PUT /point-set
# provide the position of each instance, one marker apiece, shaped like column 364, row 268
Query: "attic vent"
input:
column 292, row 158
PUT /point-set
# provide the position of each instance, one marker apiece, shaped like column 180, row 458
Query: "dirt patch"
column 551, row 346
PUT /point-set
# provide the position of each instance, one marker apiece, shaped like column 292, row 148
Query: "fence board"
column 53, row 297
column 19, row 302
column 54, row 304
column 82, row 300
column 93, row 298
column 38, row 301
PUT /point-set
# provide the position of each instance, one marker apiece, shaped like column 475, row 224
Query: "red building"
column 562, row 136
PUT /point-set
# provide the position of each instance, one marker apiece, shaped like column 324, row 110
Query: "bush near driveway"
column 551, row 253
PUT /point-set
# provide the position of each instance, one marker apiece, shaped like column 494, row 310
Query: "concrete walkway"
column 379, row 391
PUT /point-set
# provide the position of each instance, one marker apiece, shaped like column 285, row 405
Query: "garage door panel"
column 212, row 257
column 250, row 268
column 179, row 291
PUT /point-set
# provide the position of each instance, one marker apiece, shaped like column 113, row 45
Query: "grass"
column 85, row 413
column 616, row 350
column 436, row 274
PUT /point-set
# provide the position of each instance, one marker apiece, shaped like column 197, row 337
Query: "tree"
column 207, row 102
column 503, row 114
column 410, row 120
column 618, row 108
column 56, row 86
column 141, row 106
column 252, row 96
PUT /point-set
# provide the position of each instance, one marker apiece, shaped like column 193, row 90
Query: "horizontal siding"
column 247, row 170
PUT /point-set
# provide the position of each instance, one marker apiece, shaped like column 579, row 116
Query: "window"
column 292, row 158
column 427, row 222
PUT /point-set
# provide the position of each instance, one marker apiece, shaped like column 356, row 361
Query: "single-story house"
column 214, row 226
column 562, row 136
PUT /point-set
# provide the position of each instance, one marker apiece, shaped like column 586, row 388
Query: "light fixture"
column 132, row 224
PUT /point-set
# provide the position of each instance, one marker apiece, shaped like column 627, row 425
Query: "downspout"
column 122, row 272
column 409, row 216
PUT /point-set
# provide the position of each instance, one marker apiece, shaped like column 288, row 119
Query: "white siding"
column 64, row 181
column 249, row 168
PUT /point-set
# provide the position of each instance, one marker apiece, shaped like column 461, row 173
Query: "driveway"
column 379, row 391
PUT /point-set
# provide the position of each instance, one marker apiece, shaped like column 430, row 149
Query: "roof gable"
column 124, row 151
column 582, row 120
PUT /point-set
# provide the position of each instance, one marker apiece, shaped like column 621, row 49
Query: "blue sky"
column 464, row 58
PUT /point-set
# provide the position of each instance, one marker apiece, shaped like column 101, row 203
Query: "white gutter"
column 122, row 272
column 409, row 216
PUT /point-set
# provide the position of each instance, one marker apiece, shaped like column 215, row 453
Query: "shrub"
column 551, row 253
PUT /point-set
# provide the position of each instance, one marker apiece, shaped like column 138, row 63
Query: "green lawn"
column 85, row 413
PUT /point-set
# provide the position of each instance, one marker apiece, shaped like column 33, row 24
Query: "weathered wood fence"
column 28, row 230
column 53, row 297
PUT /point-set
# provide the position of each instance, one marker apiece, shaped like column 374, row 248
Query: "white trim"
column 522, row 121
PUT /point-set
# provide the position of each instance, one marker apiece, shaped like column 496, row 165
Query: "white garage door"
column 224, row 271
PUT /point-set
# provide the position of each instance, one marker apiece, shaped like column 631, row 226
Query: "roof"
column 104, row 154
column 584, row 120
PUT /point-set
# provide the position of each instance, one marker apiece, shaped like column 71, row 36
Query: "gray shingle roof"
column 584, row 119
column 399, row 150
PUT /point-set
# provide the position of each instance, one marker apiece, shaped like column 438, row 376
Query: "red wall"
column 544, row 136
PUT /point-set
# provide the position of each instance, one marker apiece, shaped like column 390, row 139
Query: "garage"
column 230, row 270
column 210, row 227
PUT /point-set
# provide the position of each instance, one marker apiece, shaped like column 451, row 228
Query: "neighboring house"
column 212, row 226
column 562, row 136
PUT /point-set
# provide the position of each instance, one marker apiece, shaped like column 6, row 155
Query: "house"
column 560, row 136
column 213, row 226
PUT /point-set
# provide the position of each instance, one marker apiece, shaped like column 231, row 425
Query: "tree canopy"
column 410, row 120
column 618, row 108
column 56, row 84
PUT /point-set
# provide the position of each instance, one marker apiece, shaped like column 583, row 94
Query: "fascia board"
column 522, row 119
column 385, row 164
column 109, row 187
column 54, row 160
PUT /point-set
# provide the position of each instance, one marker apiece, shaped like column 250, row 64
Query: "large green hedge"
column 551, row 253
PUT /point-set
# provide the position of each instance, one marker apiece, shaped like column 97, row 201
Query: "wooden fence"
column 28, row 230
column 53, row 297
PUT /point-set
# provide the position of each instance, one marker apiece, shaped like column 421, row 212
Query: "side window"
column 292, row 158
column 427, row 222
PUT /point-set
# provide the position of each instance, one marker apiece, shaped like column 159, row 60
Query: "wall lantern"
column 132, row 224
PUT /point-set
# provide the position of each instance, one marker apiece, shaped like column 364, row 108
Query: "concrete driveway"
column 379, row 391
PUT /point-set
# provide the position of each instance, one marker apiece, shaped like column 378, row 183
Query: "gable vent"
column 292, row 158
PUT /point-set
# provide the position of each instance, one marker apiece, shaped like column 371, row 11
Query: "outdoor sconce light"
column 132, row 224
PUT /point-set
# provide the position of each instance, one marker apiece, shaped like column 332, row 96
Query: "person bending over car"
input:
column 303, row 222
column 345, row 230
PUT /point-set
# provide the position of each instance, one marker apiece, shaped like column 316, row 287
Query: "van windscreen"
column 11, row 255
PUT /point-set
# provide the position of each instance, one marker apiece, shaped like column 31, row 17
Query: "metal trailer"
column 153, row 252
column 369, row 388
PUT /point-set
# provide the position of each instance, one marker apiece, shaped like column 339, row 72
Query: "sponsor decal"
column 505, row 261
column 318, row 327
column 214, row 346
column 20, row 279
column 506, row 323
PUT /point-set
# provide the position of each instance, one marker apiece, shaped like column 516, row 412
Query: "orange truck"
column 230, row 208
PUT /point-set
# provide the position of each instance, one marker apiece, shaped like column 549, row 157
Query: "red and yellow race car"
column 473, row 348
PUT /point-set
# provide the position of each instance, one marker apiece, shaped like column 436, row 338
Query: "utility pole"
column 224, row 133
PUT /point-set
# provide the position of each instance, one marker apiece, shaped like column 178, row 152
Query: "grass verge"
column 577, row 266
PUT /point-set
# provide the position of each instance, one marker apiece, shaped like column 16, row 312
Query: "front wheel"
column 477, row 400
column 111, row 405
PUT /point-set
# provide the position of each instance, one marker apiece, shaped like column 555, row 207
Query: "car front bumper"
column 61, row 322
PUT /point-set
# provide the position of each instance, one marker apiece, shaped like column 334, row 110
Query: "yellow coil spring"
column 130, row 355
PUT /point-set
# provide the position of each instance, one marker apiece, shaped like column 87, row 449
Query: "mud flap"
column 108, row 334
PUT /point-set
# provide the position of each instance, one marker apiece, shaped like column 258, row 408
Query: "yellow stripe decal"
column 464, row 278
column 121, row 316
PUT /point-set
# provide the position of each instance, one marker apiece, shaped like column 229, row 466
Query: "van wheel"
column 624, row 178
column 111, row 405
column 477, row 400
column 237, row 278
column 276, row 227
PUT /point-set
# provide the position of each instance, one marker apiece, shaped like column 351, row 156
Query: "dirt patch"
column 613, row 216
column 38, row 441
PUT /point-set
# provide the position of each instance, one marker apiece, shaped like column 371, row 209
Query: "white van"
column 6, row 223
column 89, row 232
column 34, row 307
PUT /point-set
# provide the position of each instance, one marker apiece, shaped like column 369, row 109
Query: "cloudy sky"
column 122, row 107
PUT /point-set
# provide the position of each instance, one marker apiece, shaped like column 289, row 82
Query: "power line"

┄┄┄┄┄┄

Written task
Find every line in the records that contains the string "fence" and copy each one. Matching is case-sensitive.

Finished answer
Query: "fence board"
Query: "weathered wood fence"
Query: "wooden fence"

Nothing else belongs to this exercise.